__Trecho do documento__.
Às vezes, ele encontra fraldas ou fezes dos gansos do vizinho.
O riacho é usado por toda a sua aldeia no distrito de Balkh, conhecido pelo nome da era soviética de Kolkhozobod, no sudoeste do Tajiquistão.
"Depois de irrigar as plantações, chega aqui água lamacenta contendo pesticidas", disse o homem de 58 anos à AFP.
Sua cunhada estava lavando uvas no riacho, prontas para servir à mesa de jantar.
- Infraestrutura soviética -
Apenas 41% dos 10 milhões de habitantes do Tajiquistão têm acesso à água potável, de acordo com dados oficiais de 2023.
A conexão com redes de saneamento é ainda menor, de apenas 15% — as taxas mais baixas da Ásia Central.
Em toda a região, cerca de 10 milhões dos 80 milhões de pessoas não têm acesso à água potável, de acordo com o Banco de Desenvolvimento Eurasiático.
A maioria das áreas — cobertas por desertos secos e empoeirados — enfrenta dificuldades para obter abastecimento.
Mas o Tajiquistão enfrenta um conjunto diferente de problemas.
As 25.000 geleiras de montanha no Tajiquistão e no Quirguistão significam que os dois países controlam cerca de dois terços das reservas hídricas da região, sugerindo que a água deveria ser abundante.
Mas a infraestrutura obsoleta e as dificuldades de financiamento complicam o fornecimento de água potável abundante e confiável.
Datada da era soviética e posteriormente destruída por uma guerra civil na década de 1990, um quarto da infraestrutura hídrica do país está fora de serviço.
O engenheiro hidráulico Abdourakhim Abdoulloev disse que os problemas de infraestrutura são rotineiros.

__Suas instruções__.
Dê continuidade ao texto sobre a falta de água potável no Tajiquistão, partindo da última frase apresentada.

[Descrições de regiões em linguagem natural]
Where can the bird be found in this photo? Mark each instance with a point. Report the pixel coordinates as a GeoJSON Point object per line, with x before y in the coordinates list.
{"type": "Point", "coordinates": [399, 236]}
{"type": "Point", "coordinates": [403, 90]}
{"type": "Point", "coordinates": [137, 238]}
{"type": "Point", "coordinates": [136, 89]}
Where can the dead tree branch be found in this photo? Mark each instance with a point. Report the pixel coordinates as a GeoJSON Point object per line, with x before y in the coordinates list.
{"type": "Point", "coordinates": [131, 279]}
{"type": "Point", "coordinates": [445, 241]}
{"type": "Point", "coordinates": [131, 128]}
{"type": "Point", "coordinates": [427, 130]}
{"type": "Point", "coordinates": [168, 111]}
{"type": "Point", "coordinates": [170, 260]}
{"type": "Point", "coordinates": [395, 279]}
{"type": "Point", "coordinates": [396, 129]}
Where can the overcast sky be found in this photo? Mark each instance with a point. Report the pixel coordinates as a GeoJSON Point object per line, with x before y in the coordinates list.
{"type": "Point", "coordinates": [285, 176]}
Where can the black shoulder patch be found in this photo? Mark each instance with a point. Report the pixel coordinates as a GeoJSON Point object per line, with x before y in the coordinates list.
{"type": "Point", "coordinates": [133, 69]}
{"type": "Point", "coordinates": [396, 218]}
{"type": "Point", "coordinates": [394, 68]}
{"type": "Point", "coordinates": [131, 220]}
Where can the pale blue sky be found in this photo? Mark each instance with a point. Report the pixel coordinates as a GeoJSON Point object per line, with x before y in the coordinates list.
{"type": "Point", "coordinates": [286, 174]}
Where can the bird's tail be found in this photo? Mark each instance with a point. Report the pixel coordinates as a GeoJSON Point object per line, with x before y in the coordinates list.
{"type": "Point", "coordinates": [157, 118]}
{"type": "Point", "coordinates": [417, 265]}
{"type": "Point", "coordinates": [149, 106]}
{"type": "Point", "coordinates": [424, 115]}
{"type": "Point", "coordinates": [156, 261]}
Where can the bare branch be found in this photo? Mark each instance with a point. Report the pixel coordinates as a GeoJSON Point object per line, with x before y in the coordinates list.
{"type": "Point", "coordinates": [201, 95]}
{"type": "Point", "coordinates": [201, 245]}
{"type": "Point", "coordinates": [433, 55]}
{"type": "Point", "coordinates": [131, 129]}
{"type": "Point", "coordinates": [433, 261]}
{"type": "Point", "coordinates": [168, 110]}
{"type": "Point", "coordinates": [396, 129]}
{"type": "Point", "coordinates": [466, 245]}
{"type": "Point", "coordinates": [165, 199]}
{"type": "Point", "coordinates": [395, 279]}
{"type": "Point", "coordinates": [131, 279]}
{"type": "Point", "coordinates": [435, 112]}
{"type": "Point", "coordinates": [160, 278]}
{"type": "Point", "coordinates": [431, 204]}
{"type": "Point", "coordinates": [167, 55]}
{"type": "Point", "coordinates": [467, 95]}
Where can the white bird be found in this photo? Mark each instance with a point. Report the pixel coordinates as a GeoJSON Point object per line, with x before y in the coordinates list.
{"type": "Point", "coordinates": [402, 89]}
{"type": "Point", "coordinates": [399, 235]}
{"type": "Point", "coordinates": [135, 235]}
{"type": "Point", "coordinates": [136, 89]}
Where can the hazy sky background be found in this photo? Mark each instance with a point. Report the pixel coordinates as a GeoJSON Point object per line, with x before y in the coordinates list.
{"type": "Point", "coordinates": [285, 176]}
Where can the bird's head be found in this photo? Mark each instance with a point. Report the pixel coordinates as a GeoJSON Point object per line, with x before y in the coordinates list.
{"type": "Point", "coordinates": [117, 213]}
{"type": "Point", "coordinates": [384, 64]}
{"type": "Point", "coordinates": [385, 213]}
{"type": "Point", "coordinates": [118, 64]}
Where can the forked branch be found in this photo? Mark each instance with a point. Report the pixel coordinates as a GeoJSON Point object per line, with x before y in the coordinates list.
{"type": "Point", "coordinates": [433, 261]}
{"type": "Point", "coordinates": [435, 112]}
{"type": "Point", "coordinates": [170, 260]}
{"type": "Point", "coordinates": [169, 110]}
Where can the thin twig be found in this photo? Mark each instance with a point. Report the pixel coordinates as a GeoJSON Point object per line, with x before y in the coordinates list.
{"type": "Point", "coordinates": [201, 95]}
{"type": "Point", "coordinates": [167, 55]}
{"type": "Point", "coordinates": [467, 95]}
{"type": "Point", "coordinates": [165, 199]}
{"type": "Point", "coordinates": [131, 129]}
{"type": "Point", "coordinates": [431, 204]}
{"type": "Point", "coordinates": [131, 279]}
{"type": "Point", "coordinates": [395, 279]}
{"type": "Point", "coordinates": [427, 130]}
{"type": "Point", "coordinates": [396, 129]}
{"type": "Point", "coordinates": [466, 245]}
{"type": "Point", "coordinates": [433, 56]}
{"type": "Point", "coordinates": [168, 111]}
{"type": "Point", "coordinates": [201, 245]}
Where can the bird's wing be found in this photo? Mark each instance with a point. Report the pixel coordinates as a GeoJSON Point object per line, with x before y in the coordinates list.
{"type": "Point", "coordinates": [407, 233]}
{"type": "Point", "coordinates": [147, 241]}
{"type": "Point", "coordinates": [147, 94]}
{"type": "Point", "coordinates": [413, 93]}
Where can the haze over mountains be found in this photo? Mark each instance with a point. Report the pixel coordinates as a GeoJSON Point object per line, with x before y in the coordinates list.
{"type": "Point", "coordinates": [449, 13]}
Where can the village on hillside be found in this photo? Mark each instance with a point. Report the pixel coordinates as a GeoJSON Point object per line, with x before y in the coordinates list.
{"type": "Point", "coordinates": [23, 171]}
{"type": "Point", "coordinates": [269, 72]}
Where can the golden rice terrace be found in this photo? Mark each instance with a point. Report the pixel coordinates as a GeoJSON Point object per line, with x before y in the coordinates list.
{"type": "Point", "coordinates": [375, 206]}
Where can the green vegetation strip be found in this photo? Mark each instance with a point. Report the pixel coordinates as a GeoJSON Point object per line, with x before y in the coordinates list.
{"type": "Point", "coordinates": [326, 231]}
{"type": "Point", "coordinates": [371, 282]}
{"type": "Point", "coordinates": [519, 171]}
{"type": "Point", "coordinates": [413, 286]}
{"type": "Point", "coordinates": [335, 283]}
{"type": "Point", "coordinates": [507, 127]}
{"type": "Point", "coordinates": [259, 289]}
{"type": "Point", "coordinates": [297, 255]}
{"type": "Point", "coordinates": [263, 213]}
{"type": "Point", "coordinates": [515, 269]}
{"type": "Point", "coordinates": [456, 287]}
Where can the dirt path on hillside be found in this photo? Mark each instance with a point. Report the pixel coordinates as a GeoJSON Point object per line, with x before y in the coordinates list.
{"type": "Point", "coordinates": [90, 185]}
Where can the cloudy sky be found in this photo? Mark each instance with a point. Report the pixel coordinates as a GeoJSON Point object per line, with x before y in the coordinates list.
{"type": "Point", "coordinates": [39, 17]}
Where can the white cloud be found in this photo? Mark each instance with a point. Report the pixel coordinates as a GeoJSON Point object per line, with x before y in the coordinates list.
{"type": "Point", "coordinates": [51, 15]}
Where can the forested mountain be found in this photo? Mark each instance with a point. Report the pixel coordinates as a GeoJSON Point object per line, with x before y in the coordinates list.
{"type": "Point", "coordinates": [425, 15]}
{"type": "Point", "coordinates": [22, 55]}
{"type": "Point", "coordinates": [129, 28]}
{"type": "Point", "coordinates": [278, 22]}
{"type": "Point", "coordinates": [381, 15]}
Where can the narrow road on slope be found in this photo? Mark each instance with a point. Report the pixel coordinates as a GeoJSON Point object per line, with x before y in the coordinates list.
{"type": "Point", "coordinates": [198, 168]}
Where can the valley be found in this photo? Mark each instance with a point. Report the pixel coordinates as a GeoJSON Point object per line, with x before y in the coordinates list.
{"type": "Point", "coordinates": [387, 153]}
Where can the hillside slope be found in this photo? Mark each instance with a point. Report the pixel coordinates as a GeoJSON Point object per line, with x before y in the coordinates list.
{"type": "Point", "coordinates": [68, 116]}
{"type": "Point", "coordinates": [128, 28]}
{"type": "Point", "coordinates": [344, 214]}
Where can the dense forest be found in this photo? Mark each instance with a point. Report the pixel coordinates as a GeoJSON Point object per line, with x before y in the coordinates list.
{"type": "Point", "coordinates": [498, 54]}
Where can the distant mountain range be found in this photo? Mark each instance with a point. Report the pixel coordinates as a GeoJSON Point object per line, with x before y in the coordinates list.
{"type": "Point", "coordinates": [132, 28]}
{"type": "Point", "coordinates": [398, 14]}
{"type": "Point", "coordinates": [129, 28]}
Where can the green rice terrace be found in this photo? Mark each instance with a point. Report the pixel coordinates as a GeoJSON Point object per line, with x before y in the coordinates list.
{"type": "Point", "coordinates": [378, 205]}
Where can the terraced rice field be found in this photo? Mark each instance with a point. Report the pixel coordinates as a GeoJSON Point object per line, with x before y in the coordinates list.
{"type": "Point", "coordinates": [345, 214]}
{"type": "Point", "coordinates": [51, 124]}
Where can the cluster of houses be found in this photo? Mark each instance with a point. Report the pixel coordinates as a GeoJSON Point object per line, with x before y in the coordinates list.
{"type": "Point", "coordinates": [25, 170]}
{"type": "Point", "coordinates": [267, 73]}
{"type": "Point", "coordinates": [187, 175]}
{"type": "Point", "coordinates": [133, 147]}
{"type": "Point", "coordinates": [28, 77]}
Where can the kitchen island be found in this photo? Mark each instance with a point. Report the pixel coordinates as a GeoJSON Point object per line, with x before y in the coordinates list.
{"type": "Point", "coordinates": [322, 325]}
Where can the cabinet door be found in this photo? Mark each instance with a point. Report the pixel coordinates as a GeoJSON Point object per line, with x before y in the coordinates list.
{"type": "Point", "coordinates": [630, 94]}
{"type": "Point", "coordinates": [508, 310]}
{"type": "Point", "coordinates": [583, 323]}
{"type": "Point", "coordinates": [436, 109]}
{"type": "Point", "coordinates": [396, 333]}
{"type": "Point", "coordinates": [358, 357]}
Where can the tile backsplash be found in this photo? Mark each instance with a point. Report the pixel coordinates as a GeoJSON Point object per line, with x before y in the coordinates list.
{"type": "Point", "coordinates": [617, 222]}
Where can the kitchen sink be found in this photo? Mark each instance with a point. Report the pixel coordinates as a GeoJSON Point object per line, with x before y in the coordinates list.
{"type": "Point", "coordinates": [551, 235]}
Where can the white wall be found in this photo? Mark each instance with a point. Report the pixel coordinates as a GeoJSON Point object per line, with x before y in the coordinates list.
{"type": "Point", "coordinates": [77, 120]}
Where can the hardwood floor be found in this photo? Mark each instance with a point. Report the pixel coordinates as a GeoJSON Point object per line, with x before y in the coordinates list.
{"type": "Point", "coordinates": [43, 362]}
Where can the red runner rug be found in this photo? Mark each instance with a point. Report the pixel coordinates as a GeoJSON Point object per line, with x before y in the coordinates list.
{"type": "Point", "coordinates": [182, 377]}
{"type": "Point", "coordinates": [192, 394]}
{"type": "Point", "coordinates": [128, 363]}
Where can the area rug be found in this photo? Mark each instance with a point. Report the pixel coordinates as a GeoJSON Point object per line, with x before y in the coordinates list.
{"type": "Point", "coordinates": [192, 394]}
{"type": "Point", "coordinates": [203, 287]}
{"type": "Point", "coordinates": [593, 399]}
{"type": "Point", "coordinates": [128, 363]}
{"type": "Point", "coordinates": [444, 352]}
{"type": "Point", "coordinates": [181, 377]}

__Resultado da tarefa__.
"Esta estação de abastecimento de água potável atende 2.800 residências. Mas o equipamento precisa de reparos para que o abastecimento seja retomado", disse ele, em frente a uma instalação danificada.
- Mortes por água -
Como o país mais pobre de toda a antiga União Soviética, o Tajiquistão também enfrenta duras realidades econômicas.
Seu déficit de financiamento deve aumentar para US$ 1,2 bilhão até 2030, segundo previsões do Banco Eurasiático de Desenvolvimento.
Um estudo publicado no ano passado na revista científica Nature constatou que o Tajiquistão registrou uma média de "1.620 mortes anuais relacionadas à água contaminada entre 1990 e 2020".
Pesquisadores da Arábia Saudita e do Paquistão previram recentemente "uma tendência crescente de mortes relacionadas à água".
O presidente Emomali Rahmon, no poder desde 1992, fez da diplomacia hídrica um pilar de sua política externa, promovendo uma série de resoluções nas Nações Unidas.
"Graças aos rios vitais que fluem das montanhas tadjiques cobertas de neve, desertos sedentos se transformam em oásis", diz uma citação sua estampada em um cartaz em Balkh.
Nesta primavera, as autoridades lançaram um plano de 15 anos para aumentar o acesso à água potável em todo o país.
O problema tende a se agravar com o aumento populacional.
"Fornecer água potável e serviços de saneamento é uma prioridade máxima", afirma a estratégia.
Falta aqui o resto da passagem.